━━━ Provided data

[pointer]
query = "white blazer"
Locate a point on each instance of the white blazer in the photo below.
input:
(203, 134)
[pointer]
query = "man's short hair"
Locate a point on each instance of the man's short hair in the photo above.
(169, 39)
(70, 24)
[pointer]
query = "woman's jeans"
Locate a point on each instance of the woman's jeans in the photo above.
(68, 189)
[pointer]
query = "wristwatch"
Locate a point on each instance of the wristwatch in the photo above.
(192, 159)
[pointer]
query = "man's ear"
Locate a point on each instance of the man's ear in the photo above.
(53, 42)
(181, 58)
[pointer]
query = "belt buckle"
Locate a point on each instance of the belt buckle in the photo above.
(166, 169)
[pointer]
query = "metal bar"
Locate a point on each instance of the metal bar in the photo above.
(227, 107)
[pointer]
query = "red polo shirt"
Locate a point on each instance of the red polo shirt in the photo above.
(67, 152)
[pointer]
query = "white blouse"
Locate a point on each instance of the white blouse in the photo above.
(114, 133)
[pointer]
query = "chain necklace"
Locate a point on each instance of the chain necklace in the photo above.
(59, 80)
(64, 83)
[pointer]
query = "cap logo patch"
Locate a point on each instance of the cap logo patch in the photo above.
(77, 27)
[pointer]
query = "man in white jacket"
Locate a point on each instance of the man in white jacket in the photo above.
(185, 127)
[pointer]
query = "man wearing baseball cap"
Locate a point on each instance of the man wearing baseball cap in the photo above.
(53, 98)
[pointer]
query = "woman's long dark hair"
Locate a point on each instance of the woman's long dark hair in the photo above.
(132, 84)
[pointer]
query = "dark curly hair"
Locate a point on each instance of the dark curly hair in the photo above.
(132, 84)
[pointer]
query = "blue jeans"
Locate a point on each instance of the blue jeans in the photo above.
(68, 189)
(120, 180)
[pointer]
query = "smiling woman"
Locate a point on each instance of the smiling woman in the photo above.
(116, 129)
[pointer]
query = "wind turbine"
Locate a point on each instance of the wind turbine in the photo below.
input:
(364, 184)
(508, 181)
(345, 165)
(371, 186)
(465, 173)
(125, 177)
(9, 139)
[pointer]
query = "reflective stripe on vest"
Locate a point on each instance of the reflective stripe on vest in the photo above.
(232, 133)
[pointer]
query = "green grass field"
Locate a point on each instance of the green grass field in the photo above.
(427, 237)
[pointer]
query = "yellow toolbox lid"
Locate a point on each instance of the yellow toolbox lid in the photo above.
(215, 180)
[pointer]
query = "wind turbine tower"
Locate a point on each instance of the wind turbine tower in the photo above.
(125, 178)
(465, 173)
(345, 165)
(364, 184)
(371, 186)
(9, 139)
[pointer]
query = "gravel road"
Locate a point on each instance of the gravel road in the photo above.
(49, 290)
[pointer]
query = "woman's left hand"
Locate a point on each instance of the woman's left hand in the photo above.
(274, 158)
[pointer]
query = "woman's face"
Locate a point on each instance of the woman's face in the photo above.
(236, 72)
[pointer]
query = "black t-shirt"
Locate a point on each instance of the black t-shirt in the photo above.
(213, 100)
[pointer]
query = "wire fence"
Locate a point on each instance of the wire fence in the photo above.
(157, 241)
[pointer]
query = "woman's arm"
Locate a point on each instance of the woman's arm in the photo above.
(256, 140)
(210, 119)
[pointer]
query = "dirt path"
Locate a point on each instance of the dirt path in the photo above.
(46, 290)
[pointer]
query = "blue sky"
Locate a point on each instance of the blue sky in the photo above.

━━━━━━

Extract the whole listing, character for character.

### Solution for this task:
[pointer]
query = "white blazer"
Locate a point on each instance of the white blazer in the photo below.
input:
(203, 134)
[pointer]
query = "man's short hair"
Locate a point on each instance of the man's short hair in the photo above.
(169, 39)
(70, 24)
[pointer]
query = "woman's jeans"
Locate a point on each instance of the woman's jeans in the photo above.
(68, 189)
[pointer]
query = "wristwatch"
Locate a point on each instance of the wristwatch in the photo above.
(192, 159)
[pointer]
query = "man's ear"
Locate a point on each instance of the man's ear in the photo above.
(53, 42)
(181, 58)
[pointer]
query = "belt buckle"
Locate a point on each instance of the belt buckle in the photo above.
(166, 169)
[pointer]
query = "metal bar"
Locate a point on each instance of the metal bar in the photo above.
(227, 107)
[pointer]
query = "red polo shirt"
Locate a point on each instance of the red polo shirt in the photo above.
(67, 152)
[pointer]
query = "white blouse"
Locate a point on each instance of the white blouse in the photo above.
(114, 133)
[pointer]
query = "chain necklace"
Locate a point on each instance of the chain necklace in the photo above.
(59, 80)
(64, 83)
[pointer]
query = "cap logo patch"
Locate a point on each instance of the cap logo patch in the photo above.
(77, 27)
[pointer]
query = "man in white jacket"
Locate a point on each instance of the man in white jacket in the photo above.
(185, 127)
[pointer]
query = "man wearing baseball cap"
Locate a point on each instance of the man wearing baseball cap in the photo above.
(53, 98)
[pointer]
query = "woman's long dark hair"
Locate a point on each instance of the woman's long dark hair in the photo above.
(132, 84)
[pointer]
query = "dark curly hair"
Locate a point on each instance of the dark curly hair in the photo above.
(132, 84)
[pointer]
query = "blue jeans"
Locate a point on each instance of the blue jeans in the photo above.
(68, 189)
(120, 180)
[pointer]
query = "smiling woman"
Locate a point on each instance of the smiling woman in the photo above.
(116, 129)
[pointer]
query = "wind turbine"
Locate a point on each instance of the wind turbine in the photo below.
input:
(364, 184)
(508, 181)
(345, 165)
(371, 186)
(465, 173)
(125, 177)
(9, 139)
[pointer]
query = "reflective stripe on vest"
Locate a point on each instance of the reflective stripe on vest in the photo above.
(232, 133)
[pointer]
query = "green grass field"
Locate a point on each instance of the green grass field in the photo above.
(427, 237)
[pointer]
query = "yellow toolbox lid"
Locate a point on each instance of the yellow toolbox lid in the photo above.
(215, 180)
[pointer]
query = "wind turbine tower"
Locate a point on each instance of the wind turbine tower in the photo above.
(125, 178)
(465, 173)
(345, 165)
(364, 184)
(371, 186)
(9, 139)
[pointer]
query = "gravel road"
Locate a point on each instance of the gravel road in the photo above.
(49, 290)
[pointer]
query = "woman's left hand"
Locate a point on each instance of the woman's left hand in the photo above.
(274, 158)
[pointer]
query = "woman's face"
Locate a point on each instance of the woman's face in the photo above.
(236, 72)
[pointer]
query = "black t-shirt"
Locate a point on each instance of the black t-shirt in the photo above.
(213, 100)
[pointer]
query = "wire fence"
Locate a point on each instance of the wire fence in the photo above.
(157, 241)
[pointer]
query = "woman's arm"
Locate a point on each instance of the woman's arm in the photo above.
(256, 140)
(210, 119)
[pointer]
query = "dirt path"
Locate a point on each instance of the dirt path in the photo above.
(46, 290)
[pointer]
query = "blue sky"
Locate a point on each instance of the blue sky in the photo above.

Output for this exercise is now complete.